• [YOUR INSTRUCTIONS]
Copy all of the records below word for word, and leave the pictures out.

• [Data listing]
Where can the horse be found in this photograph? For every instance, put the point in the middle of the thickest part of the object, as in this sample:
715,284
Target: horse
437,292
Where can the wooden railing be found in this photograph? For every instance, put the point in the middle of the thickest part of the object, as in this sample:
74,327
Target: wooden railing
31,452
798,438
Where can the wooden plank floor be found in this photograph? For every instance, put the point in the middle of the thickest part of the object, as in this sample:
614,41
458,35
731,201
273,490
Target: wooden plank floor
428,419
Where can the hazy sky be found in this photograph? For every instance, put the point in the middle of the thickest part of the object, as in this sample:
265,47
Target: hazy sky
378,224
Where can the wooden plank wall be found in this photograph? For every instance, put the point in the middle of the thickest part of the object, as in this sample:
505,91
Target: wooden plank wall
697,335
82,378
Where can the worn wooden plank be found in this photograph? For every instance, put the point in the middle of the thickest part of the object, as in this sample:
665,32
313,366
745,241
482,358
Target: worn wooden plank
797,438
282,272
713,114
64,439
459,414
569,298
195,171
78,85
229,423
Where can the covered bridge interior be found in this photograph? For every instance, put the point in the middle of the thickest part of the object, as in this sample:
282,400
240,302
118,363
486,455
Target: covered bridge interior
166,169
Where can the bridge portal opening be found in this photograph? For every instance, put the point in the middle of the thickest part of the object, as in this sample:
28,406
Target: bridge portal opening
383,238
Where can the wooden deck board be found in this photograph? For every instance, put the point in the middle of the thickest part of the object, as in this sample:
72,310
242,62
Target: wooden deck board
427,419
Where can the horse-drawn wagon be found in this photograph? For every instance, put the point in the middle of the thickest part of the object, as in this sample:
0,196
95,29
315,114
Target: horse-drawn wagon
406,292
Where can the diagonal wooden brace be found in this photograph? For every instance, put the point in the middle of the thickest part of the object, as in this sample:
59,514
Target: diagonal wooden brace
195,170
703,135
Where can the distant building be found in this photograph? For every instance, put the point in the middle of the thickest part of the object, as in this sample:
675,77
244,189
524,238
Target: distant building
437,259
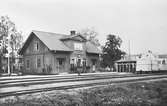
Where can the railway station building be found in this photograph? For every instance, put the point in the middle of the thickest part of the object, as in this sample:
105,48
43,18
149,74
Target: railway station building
52,53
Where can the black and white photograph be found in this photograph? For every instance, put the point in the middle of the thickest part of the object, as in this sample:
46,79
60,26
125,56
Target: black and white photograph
83,53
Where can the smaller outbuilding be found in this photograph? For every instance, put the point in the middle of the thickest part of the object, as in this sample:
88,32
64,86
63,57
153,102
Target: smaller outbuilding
125,65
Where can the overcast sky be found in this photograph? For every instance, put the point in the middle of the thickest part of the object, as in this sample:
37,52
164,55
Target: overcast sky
143,22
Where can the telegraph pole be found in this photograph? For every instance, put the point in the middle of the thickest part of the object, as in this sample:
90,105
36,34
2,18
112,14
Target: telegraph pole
129,50
8,51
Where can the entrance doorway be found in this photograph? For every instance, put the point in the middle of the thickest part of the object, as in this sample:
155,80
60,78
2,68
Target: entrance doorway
60,65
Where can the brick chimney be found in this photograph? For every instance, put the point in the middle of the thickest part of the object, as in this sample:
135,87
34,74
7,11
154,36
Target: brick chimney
72,32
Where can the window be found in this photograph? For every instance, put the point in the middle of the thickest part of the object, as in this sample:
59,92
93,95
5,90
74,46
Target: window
36,46
38,62
27,63
94,61
163,62
61,61
78,46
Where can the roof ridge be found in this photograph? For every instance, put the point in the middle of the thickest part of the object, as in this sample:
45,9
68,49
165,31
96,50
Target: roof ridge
49,32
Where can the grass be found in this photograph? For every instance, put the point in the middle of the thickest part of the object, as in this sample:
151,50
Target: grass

• [COMPLETE OUTPUT]
Where can the horse be found in this photograph? For every instance, put the point in the middle of the thickest part of the object, as in this sample:
715,284
Target: horse
437,292
Where can the wooden railing be found in this photograph? For every instance, put the point in the middle of the thickest part of the object, as in this sample:
74,327
Target: wooden railing
31,452
798,438
Where can the wooden plank floor be found in this photograph? For every instance, put the point in the middle of the thickest part of the object, as in this sample:
614,41
458,35
731,201
273,490
Target: wooden plank floor
428,419
Where can the hazy sky be found in this photograph? For every instance, put the point in the middle of the thickest part of the object, as in this sample:
265,47
Target: hazy sky
378,224
Where can the wooden plank wall be found in this photograph? For every instance, put the point in the middle of the thickest part of the object, as in this sample:
505,91
Target: wooden plank wall
697,335
82,378
Where can the worn wooden plank be found in this photograph? For every instance, put the point in the middle of the thickest part of the object, as in this sample:
665,32
313,366
745,241
482,358
Target: worn wooden plank
797,438
282,272
713,114
64,439
459,414
569,298
195,171
78,85
229,423
Where can the covered bridge interior be found in this photograph? For every instance, put the point in the middle of the thickest part of the object, as in this sample:
282,400
240,302
118,363
486,455
Target: covered bridge interior
166,169
Where can the bridge portal opening be found in this photograph? For every instance, put the point in the middle of the thickest part of the object, as in this sample:
28,406
Target: bridge portal opening
383,238
Where can the wooden deck board be found in this photograph? For every instance, put the point in the middle of the thickest part of the object, as in this sample:
72,310
242,62
Target: wooden deck board
427,419
Where can the horse-drawn wagon be found in this photograph? For every instance, put the point in the middle of the thickest part of the object, as in this sample:
0,196
95,29
315,114
Target: horse-drawn wagon
406,292
Where can the diagonal wooden brace be found in this photograph? For every instance, put the point in the middle of the thickest part of the object, as in this sample:
59,514
Target: diagonal wooden brace
195,170
703,135
Where can the distant building be found in this photograph? For every instance, put the point in the middle of the thickest part of the object, as in this sample:
675,77
244,189
524,238
Target: distant building
437,259
Where can the railway station building be found in this photograph? For every instance, put the point in the middle of the thickest part of the object, as in this sample:
105,48
43,18
149,74
Target: railway station building
52,53
Where can the black and white photograph be found in this photograph? For every instance, put the point in the middle of the thickest part of the object, as in this sample:
46,79
60,26
125,56
Target: black and white photograph
83,53
Where can the smaller outbuilding be found in this photograph? For every instance, put the point in the middle of the thickest part of the object, as in this sample:
88,32
64,86
63,57
153,102
Target: smaller outbuilding
125,65
Where can the overcast sky be found in this photograph? For every instance, put the point in the middle of the thickest part of the object, as in this sample:
37,52
164,55
Target: overcast sky
143,22
Where can the telegraph pole be found in this photograph? For every instance, put the point in the middle of the thickest part of the object, as in this sample:
90,105
36,34
2,18
112,14
Target: telegraph pole
129,50
8,51
Where can the entrance doorway be found in this photograph? For every instance, put the point in the middle of the thickest part of the object, as in this sample:
155,80
60,78
2,68
Target: entrance doorway
60,65
Where can the brick chimney be found in this photograph? For every instance, put the point in the middle of the thickest part of the object, as in this sample:
135,87
34,74
7,11
154,36
Target: brick chimney
72,32
Where can the window be found in this photograph? For every instance, put the point in the middle of the thickest part of the object, as in this sample:
59,92
93,95
5,90
74,46
Target: window
36,46
38,62
27,63
94,61
163,62
61,61
78,46
Where can the roof ridge be found in this photograph? For every instance, put the point in the middle of the thickest part of the object, as in this sample:
45,9
68,49
165,31
96,50
Target: roof ridge
49,32
Where can the grass be found in this photograph? For every instance, put the point in the middle of the thickest part of the object, as in this sample:
151,50
Target: grass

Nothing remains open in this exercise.